:: What is required ::
Rewrite everything from the line containing "Target: yellow eye" down to the end of the entries, including that line, and keep every other line as it is. Offset each answer coordinate by adding -95 to it.

:: Records provided ::
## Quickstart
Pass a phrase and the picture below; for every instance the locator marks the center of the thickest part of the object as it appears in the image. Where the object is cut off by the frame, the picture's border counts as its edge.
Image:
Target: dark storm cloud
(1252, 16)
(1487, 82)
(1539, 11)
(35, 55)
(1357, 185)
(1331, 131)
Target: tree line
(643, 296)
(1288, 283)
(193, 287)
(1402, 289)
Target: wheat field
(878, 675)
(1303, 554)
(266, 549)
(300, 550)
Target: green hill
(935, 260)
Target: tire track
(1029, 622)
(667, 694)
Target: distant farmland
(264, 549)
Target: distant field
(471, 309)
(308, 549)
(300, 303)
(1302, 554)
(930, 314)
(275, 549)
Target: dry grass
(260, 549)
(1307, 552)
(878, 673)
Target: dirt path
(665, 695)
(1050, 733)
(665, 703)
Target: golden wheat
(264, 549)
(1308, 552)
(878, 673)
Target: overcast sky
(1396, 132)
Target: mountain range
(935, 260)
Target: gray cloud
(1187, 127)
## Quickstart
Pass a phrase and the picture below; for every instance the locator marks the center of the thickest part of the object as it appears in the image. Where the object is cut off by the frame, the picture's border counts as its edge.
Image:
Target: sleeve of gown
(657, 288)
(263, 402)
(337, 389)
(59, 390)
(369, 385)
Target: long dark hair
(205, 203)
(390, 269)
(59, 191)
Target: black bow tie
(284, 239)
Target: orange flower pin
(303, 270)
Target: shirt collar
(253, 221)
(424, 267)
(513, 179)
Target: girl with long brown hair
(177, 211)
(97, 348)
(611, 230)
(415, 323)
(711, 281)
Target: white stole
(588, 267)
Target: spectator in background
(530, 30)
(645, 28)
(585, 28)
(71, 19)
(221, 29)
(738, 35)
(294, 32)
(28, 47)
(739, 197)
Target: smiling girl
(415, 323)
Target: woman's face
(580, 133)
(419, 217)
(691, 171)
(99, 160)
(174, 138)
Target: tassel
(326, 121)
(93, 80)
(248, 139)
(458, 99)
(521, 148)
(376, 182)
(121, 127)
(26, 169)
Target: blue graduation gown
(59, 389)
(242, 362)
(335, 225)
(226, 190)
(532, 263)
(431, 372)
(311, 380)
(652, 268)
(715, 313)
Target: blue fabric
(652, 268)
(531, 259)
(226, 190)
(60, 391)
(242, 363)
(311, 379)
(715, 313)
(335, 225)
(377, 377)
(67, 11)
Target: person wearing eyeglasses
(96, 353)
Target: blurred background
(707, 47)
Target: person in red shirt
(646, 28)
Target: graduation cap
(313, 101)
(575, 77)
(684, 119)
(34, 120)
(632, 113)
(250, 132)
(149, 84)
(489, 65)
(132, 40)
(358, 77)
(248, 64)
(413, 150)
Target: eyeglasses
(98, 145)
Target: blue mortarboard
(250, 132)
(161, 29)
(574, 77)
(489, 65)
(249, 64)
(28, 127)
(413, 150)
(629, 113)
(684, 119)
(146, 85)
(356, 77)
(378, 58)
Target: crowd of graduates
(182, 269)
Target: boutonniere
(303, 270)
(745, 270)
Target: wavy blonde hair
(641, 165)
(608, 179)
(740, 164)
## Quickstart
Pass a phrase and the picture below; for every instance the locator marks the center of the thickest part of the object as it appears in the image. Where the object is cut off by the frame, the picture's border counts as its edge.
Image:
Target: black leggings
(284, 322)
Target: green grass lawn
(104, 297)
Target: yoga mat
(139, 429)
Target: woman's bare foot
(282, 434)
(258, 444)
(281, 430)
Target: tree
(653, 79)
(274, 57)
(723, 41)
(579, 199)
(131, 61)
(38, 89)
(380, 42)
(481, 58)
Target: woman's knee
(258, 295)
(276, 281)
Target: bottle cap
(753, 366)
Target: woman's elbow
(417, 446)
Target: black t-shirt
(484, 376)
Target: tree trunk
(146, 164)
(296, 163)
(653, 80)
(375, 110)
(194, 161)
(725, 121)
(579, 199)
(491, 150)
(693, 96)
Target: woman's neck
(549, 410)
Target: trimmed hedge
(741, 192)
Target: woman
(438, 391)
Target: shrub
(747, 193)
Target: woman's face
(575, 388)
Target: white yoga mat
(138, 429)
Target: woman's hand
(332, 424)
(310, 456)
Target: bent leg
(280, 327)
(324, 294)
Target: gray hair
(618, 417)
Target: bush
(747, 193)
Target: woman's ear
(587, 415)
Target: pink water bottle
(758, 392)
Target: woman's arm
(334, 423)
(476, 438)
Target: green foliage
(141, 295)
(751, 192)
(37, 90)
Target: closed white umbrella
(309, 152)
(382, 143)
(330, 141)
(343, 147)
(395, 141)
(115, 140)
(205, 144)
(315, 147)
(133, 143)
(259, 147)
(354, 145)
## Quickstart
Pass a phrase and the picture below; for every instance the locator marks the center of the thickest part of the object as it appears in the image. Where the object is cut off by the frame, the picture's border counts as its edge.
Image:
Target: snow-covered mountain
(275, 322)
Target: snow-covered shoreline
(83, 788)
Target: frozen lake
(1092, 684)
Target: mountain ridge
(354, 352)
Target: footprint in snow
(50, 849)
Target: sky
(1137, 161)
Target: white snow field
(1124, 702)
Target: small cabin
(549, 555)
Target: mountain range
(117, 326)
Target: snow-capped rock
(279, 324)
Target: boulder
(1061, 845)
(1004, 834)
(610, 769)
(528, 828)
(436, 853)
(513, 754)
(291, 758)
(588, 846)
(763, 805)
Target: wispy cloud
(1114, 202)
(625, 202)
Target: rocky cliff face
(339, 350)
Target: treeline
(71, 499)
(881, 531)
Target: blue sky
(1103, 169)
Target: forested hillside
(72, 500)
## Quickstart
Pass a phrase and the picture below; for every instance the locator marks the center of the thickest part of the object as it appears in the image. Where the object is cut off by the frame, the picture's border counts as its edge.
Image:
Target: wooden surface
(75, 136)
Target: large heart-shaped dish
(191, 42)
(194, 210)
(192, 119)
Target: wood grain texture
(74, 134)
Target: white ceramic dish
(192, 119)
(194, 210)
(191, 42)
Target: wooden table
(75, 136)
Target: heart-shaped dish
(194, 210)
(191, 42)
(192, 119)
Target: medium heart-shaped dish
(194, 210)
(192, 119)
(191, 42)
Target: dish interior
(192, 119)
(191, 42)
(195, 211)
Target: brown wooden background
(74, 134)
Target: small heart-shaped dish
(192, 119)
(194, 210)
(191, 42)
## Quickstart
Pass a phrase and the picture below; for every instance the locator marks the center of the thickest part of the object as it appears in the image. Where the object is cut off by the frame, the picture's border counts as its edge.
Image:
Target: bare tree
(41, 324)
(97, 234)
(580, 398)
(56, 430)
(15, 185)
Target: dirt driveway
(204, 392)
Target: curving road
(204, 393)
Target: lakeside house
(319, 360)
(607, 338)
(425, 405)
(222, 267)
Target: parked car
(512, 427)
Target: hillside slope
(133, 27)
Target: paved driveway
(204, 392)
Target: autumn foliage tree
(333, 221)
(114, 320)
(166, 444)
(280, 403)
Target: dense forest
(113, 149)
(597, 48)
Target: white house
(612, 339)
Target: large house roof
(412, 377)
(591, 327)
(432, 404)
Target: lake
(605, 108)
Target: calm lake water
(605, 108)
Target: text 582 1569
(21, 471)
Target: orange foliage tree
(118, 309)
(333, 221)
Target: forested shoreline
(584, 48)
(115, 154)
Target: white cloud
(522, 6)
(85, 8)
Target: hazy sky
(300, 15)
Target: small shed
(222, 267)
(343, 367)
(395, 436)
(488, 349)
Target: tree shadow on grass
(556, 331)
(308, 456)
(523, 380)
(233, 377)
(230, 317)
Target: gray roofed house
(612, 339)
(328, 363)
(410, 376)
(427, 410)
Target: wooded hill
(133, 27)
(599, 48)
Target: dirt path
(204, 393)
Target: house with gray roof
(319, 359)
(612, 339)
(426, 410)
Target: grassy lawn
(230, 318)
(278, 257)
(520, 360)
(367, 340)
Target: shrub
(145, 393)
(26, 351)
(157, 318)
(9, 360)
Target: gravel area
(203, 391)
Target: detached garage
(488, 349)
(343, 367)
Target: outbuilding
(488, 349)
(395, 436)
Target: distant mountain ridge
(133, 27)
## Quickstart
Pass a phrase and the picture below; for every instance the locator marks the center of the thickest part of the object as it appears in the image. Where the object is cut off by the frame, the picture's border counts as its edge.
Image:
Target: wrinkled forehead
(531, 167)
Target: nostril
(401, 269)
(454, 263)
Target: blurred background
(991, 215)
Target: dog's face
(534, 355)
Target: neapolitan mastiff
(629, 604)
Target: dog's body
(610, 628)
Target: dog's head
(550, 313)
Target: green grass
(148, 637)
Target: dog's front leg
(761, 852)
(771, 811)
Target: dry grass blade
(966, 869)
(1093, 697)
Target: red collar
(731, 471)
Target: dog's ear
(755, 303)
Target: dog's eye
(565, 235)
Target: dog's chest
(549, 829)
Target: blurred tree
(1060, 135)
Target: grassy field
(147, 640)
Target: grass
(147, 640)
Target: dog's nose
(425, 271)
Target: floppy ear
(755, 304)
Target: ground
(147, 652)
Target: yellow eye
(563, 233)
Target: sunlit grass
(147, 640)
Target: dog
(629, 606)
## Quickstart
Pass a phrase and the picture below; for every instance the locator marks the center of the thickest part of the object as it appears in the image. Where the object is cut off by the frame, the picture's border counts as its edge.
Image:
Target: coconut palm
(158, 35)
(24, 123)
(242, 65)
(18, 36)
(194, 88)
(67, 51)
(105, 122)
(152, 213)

:: Solution below ::
Target: yellow eye
(468, 138)
Target: sunlit grass
(52, 545)
Target: dog
(534, 511)
## Quickstart
Pass a phrase and the picture below; for every instance the locator marks the center of the thickest part of the object as it appears in the image. Where the object is cut off by the frame, the picture's border counts as its edge.
Image:
Target: coconut palm
(63, -60)
(-71, 28)
(147, -30)
(-77, -59)
(99, -7)
(-28, -44)
(10, 27)
(57, 118)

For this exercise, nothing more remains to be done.